:: Problem description ::
Pick out every line below that contains the word "stone", and copy each of those lines in full.

:: Data ::
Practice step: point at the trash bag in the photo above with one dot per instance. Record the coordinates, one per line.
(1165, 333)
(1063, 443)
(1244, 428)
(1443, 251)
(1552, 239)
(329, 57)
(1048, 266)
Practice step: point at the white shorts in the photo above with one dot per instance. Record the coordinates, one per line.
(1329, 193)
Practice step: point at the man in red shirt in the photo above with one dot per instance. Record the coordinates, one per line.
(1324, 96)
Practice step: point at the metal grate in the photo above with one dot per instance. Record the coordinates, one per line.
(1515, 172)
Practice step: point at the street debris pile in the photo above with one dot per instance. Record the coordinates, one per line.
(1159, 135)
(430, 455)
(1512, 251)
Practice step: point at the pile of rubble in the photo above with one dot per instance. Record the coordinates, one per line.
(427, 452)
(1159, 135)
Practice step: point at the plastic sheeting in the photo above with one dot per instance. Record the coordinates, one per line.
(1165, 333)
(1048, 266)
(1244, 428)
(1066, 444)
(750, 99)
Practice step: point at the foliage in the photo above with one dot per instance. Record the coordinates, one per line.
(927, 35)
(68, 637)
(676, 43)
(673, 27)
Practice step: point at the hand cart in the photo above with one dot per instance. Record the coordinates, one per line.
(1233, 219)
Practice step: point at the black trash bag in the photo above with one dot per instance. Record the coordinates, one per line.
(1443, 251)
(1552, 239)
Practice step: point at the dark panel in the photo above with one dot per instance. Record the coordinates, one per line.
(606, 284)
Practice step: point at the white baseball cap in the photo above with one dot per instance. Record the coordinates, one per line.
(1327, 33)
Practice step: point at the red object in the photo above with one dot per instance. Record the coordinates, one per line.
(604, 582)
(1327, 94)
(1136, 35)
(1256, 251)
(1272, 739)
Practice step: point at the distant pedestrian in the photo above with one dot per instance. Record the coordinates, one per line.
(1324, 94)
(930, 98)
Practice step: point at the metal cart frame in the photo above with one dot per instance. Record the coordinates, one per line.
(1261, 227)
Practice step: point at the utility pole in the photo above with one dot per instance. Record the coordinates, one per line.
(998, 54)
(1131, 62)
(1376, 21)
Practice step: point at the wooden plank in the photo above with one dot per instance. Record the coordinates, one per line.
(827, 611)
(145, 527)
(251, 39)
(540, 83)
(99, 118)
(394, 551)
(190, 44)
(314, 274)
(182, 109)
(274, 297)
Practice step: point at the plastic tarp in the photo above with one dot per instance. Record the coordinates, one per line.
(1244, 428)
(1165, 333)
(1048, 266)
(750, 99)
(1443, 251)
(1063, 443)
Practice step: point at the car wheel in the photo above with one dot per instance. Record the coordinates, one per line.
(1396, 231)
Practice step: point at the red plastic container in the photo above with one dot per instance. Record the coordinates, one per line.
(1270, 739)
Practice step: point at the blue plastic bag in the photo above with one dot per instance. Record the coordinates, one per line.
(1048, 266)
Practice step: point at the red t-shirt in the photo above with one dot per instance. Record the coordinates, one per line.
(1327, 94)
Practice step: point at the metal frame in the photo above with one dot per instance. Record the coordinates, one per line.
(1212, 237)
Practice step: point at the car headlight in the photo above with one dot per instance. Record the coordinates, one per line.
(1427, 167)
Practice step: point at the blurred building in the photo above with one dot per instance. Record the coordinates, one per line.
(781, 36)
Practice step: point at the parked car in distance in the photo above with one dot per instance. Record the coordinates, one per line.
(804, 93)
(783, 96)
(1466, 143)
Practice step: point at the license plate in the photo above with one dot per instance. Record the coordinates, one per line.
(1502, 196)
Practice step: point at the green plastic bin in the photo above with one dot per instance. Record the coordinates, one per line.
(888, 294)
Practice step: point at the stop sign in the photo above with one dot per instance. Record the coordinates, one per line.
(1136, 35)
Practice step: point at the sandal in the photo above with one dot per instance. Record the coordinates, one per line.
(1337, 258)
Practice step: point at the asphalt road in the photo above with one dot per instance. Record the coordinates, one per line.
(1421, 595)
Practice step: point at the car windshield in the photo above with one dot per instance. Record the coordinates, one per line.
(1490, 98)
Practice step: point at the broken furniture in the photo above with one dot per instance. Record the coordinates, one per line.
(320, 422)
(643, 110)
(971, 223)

==

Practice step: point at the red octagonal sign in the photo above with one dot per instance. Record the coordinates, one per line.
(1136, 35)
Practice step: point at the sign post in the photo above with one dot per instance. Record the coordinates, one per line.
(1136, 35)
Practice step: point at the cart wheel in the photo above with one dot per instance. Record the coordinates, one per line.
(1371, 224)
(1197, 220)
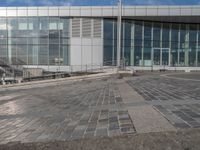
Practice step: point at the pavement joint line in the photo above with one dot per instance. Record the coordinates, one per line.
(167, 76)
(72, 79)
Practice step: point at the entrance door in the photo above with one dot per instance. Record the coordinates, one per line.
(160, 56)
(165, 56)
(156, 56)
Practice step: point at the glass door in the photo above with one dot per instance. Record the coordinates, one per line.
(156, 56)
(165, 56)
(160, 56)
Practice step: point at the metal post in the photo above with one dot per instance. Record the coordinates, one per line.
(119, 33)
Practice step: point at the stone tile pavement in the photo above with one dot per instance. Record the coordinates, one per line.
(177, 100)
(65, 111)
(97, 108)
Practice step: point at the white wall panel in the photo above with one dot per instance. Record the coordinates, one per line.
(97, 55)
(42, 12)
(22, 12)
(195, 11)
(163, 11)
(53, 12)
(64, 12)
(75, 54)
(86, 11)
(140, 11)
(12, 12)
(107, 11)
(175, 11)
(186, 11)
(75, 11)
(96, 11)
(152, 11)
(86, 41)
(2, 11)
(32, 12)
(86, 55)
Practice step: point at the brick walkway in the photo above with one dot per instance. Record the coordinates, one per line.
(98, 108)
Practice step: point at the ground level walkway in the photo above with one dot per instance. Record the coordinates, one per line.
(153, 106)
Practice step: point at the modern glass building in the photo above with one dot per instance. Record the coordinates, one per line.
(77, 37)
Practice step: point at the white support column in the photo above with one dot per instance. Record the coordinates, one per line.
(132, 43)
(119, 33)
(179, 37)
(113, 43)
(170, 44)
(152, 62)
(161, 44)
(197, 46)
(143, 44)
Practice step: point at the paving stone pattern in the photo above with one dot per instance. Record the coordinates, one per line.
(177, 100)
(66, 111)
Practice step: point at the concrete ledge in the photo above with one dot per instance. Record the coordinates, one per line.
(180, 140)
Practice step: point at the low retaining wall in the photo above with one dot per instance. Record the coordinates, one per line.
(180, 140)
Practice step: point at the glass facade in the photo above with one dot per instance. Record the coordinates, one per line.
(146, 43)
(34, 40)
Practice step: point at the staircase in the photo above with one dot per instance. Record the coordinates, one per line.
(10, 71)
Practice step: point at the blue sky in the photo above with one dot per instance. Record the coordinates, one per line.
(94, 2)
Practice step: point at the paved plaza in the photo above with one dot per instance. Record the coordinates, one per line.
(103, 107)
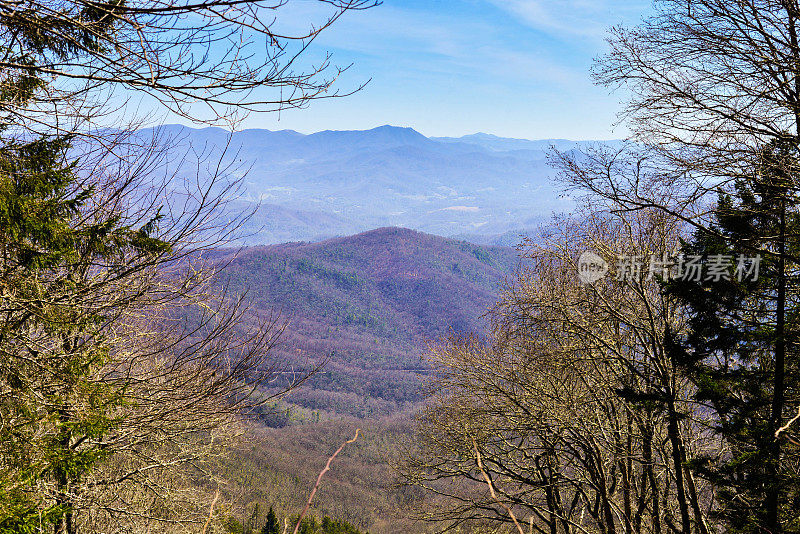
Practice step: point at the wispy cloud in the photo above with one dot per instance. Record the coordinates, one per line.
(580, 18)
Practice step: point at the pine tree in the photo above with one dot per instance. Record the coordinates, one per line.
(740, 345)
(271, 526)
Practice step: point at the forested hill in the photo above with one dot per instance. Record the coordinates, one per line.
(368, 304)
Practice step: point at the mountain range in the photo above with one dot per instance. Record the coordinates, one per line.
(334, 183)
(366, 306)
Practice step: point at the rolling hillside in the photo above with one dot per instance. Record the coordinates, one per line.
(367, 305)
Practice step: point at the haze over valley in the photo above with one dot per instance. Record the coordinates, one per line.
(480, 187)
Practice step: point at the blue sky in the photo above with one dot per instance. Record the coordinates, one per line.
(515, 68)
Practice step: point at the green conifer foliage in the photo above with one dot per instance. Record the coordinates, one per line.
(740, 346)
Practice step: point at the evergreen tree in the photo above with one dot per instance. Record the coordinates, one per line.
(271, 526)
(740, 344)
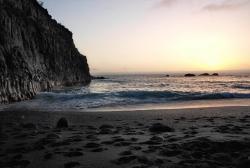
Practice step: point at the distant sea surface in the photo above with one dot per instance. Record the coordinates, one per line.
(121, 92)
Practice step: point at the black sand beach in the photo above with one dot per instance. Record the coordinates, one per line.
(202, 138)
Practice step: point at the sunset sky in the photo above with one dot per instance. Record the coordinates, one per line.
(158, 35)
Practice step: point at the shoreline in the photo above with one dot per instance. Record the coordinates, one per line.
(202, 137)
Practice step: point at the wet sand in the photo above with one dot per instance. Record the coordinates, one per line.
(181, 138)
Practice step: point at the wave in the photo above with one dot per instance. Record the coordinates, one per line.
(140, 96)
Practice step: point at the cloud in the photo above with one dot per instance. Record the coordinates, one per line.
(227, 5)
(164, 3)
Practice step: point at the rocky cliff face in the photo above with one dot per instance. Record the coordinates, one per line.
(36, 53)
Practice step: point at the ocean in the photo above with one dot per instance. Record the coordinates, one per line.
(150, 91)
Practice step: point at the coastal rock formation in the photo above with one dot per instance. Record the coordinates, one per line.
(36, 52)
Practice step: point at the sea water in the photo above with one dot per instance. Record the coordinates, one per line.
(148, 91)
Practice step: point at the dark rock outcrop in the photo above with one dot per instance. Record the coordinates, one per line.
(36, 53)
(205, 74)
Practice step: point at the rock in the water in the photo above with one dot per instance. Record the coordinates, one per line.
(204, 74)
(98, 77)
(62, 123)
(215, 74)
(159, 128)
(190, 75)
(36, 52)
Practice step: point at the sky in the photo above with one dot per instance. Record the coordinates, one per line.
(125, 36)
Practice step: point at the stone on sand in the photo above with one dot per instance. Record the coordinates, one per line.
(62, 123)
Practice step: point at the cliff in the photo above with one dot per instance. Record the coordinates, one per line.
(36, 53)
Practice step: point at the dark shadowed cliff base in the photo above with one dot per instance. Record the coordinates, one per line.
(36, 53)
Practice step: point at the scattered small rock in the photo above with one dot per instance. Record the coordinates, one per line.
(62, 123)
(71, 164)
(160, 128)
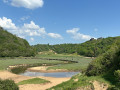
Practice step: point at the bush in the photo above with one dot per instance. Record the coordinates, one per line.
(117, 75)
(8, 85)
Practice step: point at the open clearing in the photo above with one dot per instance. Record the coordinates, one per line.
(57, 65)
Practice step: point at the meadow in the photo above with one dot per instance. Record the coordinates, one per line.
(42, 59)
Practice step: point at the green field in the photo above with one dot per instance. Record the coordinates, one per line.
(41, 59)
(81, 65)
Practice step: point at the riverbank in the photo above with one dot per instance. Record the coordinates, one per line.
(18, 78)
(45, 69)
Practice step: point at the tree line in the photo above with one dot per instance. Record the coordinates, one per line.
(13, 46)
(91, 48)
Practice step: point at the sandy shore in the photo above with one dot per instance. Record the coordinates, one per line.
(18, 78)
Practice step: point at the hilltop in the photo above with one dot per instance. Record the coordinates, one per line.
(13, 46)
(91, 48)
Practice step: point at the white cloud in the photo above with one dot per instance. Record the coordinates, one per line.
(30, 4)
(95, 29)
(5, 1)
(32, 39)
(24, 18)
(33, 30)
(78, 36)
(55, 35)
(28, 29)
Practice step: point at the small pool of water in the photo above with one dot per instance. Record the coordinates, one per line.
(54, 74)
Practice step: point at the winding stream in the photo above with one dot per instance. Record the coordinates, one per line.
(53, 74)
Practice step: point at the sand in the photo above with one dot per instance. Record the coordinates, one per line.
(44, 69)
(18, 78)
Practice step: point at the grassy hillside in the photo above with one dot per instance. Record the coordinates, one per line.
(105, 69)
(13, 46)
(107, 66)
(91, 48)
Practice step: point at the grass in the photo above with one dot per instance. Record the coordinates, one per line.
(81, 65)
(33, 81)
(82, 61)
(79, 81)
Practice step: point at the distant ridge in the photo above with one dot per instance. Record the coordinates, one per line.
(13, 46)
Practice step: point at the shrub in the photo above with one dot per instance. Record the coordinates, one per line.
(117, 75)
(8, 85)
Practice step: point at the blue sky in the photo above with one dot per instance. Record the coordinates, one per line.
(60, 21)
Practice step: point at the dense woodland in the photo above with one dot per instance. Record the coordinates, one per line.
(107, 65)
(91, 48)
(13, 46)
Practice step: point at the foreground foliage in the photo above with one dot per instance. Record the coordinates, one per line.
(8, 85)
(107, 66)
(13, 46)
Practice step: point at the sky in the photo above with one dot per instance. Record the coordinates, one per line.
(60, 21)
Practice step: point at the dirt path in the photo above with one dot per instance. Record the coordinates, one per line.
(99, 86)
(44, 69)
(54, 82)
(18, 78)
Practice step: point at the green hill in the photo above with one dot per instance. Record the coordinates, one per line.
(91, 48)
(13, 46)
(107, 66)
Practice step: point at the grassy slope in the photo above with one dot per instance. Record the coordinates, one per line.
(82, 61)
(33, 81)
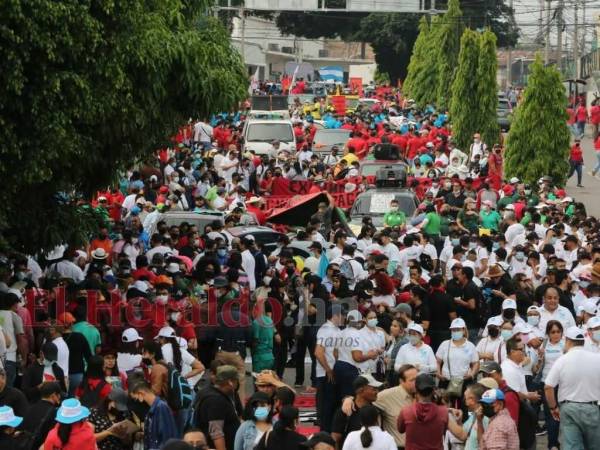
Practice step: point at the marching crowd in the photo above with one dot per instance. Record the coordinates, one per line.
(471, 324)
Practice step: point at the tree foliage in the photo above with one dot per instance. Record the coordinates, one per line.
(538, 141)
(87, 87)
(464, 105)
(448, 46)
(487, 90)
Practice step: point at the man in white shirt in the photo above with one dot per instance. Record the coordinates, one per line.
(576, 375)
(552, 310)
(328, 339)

:: Exercise solution ::
Practice step: point at the stone tile pavement in the photo above with one dot per instance. Record the coordinates, one per line.
Practice step: point at the paving stone pattern in the photo above with one dot per instance. Record the coordinates, one per line.
Practice step: point at the stone on sand in the photo above with one dot per instance. Record the coordinates, one per line.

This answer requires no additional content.